---------- Texto de lectura ----------

Los rusos a 100 años de la revuelta bolchevique
Julia Muriel Dominzain y Diego González llegaron a Moscú el 22 de nov 2016. Ese día hizo menos de seis grados y ellos nada sabían de vivir en el frío ni mucho menos en el país más grande del mundo, de 17 millones de kilómetros cuadrados y con 144 millones de habitantes. Mientras aprendían a sobrevivir comenzaron a preguntarse por los 100 años de la revolución. Descubrieron que en el fondo la mayoría añoran los aspectos de la vida soviética, pero que también borraron la fecha como feriado. Una crónica que intenta explicar un país que sueña con su grandeza y que espera el Mundial para demostrarlo. Por Julia Muriel Dominzain Diego González
—¿Si ves en la universidad de Moscú a un muchacho con la remera de Lenin, qué pensás?
—Que es un freak, un geek, un romántico que no entiende nada.

---------- Datos extraídos ----------

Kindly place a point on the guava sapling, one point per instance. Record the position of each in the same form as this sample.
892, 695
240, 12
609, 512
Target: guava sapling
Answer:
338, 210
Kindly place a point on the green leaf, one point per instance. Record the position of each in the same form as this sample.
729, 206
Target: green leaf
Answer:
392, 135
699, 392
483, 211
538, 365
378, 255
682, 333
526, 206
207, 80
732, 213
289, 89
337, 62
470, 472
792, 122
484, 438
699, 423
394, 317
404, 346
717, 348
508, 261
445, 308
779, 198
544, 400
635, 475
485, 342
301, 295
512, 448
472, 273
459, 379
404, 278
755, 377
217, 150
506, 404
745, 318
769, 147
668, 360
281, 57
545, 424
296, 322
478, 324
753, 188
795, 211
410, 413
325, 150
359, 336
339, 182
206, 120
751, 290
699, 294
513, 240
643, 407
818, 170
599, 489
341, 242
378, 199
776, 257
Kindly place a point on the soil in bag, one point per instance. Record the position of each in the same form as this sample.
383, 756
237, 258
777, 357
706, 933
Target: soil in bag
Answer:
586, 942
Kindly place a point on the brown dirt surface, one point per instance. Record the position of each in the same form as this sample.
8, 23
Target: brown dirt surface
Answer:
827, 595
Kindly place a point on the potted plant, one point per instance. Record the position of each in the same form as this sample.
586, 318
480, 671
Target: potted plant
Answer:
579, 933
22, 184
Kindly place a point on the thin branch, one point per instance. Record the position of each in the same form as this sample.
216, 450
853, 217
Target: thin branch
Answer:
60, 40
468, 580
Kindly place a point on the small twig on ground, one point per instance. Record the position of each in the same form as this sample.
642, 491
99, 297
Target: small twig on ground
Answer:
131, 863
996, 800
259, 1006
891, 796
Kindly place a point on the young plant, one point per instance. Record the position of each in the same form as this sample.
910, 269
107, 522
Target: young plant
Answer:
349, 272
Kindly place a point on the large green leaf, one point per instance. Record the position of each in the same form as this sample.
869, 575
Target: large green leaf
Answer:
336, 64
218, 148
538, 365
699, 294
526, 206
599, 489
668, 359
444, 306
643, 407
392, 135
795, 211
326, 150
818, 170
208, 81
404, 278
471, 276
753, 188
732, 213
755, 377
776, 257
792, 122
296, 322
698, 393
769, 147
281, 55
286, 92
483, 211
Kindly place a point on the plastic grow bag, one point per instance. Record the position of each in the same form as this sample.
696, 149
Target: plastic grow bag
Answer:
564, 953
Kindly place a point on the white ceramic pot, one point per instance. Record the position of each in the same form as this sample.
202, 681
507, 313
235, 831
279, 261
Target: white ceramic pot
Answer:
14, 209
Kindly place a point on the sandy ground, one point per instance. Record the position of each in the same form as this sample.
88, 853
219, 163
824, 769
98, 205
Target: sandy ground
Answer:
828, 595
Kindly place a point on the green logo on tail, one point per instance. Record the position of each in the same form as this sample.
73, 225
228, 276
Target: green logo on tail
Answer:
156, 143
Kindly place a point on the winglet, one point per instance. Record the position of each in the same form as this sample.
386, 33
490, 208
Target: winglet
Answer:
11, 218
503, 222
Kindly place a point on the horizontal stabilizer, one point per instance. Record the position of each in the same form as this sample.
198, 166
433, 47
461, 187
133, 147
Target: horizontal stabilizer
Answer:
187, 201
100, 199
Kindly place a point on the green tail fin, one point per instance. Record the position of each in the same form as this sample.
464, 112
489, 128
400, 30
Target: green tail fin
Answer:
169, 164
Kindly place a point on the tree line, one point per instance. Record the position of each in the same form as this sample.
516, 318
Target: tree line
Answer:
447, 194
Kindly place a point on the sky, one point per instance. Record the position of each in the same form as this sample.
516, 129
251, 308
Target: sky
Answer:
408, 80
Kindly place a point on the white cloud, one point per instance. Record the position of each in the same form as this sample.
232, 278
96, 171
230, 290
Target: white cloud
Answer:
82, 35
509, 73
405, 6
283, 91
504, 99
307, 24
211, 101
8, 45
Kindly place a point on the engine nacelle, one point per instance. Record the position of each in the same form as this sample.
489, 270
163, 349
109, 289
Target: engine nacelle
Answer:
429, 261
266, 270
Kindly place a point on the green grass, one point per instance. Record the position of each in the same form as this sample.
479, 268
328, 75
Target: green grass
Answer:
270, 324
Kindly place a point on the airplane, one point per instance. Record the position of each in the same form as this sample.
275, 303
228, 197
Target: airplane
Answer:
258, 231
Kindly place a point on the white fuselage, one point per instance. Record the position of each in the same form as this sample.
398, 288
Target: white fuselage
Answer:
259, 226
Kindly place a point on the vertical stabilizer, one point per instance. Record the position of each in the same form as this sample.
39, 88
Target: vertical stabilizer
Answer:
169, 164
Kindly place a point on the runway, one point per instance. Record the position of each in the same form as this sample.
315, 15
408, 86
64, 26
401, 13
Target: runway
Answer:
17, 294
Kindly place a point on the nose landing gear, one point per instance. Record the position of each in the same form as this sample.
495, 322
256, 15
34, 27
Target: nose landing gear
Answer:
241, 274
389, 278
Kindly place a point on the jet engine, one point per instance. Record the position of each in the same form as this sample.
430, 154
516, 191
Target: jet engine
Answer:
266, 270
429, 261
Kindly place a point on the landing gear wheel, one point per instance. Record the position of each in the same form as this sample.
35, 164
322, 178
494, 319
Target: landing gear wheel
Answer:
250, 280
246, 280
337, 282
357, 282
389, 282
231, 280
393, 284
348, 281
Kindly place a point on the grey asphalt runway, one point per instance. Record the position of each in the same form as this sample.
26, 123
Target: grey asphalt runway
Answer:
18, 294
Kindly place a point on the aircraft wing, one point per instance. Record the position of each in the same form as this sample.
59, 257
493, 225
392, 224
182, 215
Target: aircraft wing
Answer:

----------

• [Tareas a realizar]
**A)** Traduce al inglés esta oración de la crónica sobre Rusia: "Descubrieron que en el fondo la mayoría añoran los aspectos de la vida soviética, pero que también borraron la fecha como feriado."
**B)** Enumera todas las personas que la crónica sobre Rusia menciona por su nombre.

• [Respuestas en orden]
**A)** They discovered that, deep down, most people miss aspects of Soviet life, but that they also removed the date as a holiday.

**B)** Julia Muriel Dominzain, Diego González y Lenin.